:: PAGE TEXT ::
The holes of the mesh have to be small enough such that the medium doesn’t wash though the holes. Metal window screen, painted with epoxy paint will do the trick. It might need a thicker mesh, such as 1/4″ or larger, to support it. You will want to glue or somehow fasten the mesh circle to the bottom of the bed so that it doesn’t move around. The type of glue you use depends on the composition of the bed. A plastic bed such a concrete mixing tray may requite special plastic glue, as silicone or most epoxies will not stick to it.

Drain Detail – Screen Keeps Drain Tube From Clogging

Be sure to make the top of the drain tube low enough so that the nutrient drains from the top of the tube and recirculates before reaching the top of the medium. You don’t want the plants floating away! (See diagram)

You will want to tilt the bed slightly so that the nutrient solution drains completely. This principal is important: you do not want any standing water. This can lead to fungal growth, root rot, and lack of oxygen.

The growing medium’s function is to support the roots and the plant, hold moisture and nutrients, and allow air circulation. You don’t want a medium that holds too much moisture (for example straight vermiculite) because you will get organisms growing such as fungus, and algae on top, and not enough air exchange. Roots literally breathe, and oxygen and carbon dioxide gas exchange is crucial for healthy and vigorous plant health and growth. Coarse gravel, sand and perlite are examples of mediums that do not hold enough moisture. They dry out too fast and do not retains nutrients for the plants very well. They drain quickly however.

I’ve had great success with white pumice (which just happened to be available at a local nursery). It drains quickly but also holds moisture and nutrients. Expanded clay (sold as “Hydroton”) has similar properties but is lighter weight than pumice (which is good), as does lava rock. These are popular and work well.

Another factor to consider is the weight of the medium and how much your bed can support.

Various materials have been used by growers over the years, including gravel, volcanic rock, sand, perlite, vermiculate, and various kinds of commercially created aggregates (such as Hydroton expanded clay).
I’ve used combinations to get the right kind of weight and moisture retention. For example, a mixture of perlite and vermiculite, or perlite and polymer water crystal beads is very light weight, and good for small beds. The drawback of an extremely light weight medium is that it can’t provide a great deal of support for a large plant, such that a heavy or tall plant could potentially fall over when it gets large.
:::
:: RAW DATA ::
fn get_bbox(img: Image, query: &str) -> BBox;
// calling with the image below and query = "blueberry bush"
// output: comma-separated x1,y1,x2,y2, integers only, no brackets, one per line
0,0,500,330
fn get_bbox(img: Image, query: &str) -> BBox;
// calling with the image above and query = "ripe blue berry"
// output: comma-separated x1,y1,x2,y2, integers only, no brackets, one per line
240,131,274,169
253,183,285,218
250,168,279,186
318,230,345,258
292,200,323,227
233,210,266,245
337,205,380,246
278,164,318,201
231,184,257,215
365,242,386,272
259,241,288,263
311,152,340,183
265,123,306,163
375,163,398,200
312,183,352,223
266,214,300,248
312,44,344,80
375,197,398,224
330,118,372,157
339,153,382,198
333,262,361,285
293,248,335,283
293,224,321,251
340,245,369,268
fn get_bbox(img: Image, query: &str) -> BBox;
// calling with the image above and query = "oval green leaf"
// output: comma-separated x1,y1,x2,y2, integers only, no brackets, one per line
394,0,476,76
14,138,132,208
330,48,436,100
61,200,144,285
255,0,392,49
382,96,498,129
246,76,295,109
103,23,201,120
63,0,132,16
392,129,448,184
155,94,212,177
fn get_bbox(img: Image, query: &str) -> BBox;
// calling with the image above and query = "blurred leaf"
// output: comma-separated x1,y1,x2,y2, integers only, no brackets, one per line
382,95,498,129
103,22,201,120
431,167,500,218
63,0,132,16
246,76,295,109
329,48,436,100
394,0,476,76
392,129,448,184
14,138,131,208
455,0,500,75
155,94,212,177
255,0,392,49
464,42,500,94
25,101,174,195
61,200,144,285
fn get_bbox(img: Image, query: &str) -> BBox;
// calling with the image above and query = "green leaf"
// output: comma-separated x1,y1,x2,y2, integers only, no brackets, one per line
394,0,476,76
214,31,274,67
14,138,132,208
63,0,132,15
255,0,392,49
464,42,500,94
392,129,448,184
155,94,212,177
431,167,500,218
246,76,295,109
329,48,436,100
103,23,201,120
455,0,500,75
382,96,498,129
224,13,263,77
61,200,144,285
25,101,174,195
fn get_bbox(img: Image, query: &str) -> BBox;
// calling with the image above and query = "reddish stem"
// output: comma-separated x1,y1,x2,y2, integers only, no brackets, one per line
:::
> [THINGS TO DO]
[A] Using the text on hydroponic growing beds, list every problem it says standing water can lead to.
[B] Answer these from the text on hydroponic growing beds, one line each:
(i) What kind of paint does it suggest for the metal window screen?
(ii) Under what name is expanded clay sold?
(iii) Where did the writer find white pumice?
[C] Echo the text on hydroponic growing beds from "Drain Detail –" up to and including "lack of oxygen.".

> [ANSWERS]
[A]
- Fungal growth
- Root rot
- Lack of oxygen

[B]
(i) Epoxy paint
(ii) "Hydroton"
(iii) At a local nursery

[C]
Drain Detail – Screen Keeps Drain Tube From Clogging

Be sure to make the top of the drain tube low enough so that the nutrient drains from the top of the tube and recirculates before reaching the top of the medium. You don’t want the plants floating away! (See diagram)

You will want to tilt the bed slightly so that the nutrient solution drains completely. This principal is important: you do not want any standing water. This can lead to fungal growth, root rot, and lack of oxygen.